## Set task A
Copy the rows word for word, from the start of the rows up to and including the line that contains "x=65, y=238". Leave the picture out of your copy.

This characterization is a stretch, no doubt, for a film that operates in an apocalyptic netherworld of its own logic, including a Volkswagen-sized brain and primordial bog zombies. Rumours finds Maddin reuniting with collaborators and co-directors Evan and Galen Johnson, who push the director from some of his silent-era flair toward post-Brakhage aesthetics, trading iris-ins and iris-outs for frame burns and end flares. The Rumours script, penned by Evan, does tend toward a more structured, chronological telling, even if it does so with sizeable gaps between cause and effect. The premise is this: the G7 leaders, including a Merkel-esque Cate Blanchett and an American president who is inexplicably British in Charles Dance, have convened for a conference in Germany with the express objective of drafting a perfect provisional statement in response to an undefined crisis. What follows needs to be seen to be believed, and even then remains almost impossible to understand, much less describe. 

On the occasion of the film’s release, I had the privilege of speaking with Maddin and the Johnson brothers about their new film.


Conor Truax: I hope you all had a great Thanksgiving. 

Guy Maddin: Oh, yes. Thank you. And a very happy Columbus Day or Indigenous Day, or whatever it’s called in America now. 

CT: I’m actually Canadian, too. I’m back in Canada right now for the holiday.

GM: Where the kind of geopolitical speak [from Rumours] is hanging in the air. 

CT: Exactly. The language of my youth. 

GM: Are you like the child of a diplomat or something like that? 

CT: A bureaucrat. 

GM: I love it. 

CT: Rumors is unconventional in the sense that on paper, the weight of your collaboration comes in direction, rather than writing. Was there any collaboration between you three as Evan was writing?

Evan Johnson: I think the official credit is right: the story is by the three of us, and the screenplay is by me. The premise of the film was a group conception; so was the tone. We got as far as coming up with scene ideas together, or bits of dialogue, and I would go off and write.

## Records for processing

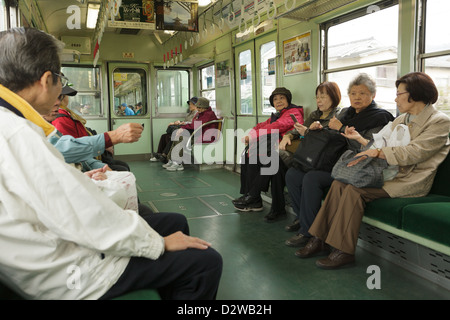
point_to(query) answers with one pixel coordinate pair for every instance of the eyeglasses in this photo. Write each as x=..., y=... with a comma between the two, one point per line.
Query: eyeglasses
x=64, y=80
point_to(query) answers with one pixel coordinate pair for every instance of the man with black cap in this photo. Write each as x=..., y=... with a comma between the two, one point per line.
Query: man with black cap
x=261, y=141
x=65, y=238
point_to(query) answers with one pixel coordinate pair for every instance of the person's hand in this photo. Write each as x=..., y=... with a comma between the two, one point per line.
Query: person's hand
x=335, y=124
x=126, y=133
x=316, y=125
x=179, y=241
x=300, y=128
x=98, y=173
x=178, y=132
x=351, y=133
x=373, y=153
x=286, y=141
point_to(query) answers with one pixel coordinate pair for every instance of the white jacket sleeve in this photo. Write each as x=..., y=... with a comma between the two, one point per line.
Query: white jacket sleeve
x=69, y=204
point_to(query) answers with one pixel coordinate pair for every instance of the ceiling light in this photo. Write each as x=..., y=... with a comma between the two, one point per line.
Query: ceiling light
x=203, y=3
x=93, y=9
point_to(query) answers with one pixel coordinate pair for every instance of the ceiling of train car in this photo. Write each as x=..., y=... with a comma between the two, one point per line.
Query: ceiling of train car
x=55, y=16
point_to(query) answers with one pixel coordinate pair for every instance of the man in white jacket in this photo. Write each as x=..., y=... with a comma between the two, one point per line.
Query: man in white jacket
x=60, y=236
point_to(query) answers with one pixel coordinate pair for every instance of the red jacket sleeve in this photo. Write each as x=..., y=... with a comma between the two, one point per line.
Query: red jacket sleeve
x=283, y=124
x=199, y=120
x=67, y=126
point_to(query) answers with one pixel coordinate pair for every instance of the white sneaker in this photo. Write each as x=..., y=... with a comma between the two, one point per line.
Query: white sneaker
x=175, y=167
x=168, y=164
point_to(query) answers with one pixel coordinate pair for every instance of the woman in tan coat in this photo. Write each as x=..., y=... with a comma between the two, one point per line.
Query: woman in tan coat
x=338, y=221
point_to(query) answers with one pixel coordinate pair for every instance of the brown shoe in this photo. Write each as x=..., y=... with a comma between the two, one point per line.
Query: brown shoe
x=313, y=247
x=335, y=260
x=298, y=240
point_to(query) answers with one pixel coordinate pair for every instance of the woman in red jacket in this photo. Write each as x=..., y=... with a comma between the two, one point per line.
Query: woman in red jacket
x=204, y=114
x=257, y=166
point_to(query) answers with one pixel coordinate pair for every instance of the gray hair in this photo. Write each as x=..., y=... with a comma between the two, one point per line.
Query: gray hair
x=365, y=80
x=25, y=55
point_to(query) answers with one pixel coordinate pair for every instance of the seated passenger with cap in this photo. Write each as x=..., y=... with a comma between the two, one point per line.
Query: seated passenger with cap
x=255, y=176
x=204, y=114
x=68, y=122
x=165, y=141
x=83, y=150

## Set task B
Continue the interview about the film Rumours from where it stops.

## Written response A
point_to(query) answers with one pixel coordinate pair for every instance of the eyeglasses in this photo. Write each as x=..., y=... with a comma between the two, one point per line.
Query: eyeglasses
x=64, y=80
point_to(query) answers with one pixel coordinate pair for every instance of the man with black cap in this photo. Write each as x=..., y=... with a comma between the two, one point per line.
Query: man with black cap
x=261, y=141
x=65, y=238

## Written response B
GM: Usually Evan was in a flow state and producing many pages of dialogue every day. He was really on a roll. He was just channeling this stuff like a medium. And he surprised me often with plot developments that we hadn’t discussed.

CT: It’s certainly a film that has a lot of surprises, and it’s hard to categorize them or define them. Was there a particular reason you were interested in the G7 summit? And Evan, were you channeling any influences with the diplomatic-speak throughout the script?

EJ: I’ll answer the latter question first. I think it’s osmosis. I don’t recall needing or wanting to study the language in particular. It’s always been my curse and sometimes my blessing that I don’t have my own style. When I write, I just write some other style that I have in my head. 

I don’t think I studied [any heads of state]. We studied the history of the G7 — what they were like each year, who went to which ones, why it was created in the first place and what they do at them, various criticisms of what they do. Our initial fascination with the G7 conference started from their media presentations over the years. As you know, one world leader by themself can be a funny cartoon figure, but if you get them together, they become stranger and funnier than they would otherwise be. We’re enamored by the spectacle.

Credit: Bleecker Street

GM: I can’t remember the question, but you seem to have answered it.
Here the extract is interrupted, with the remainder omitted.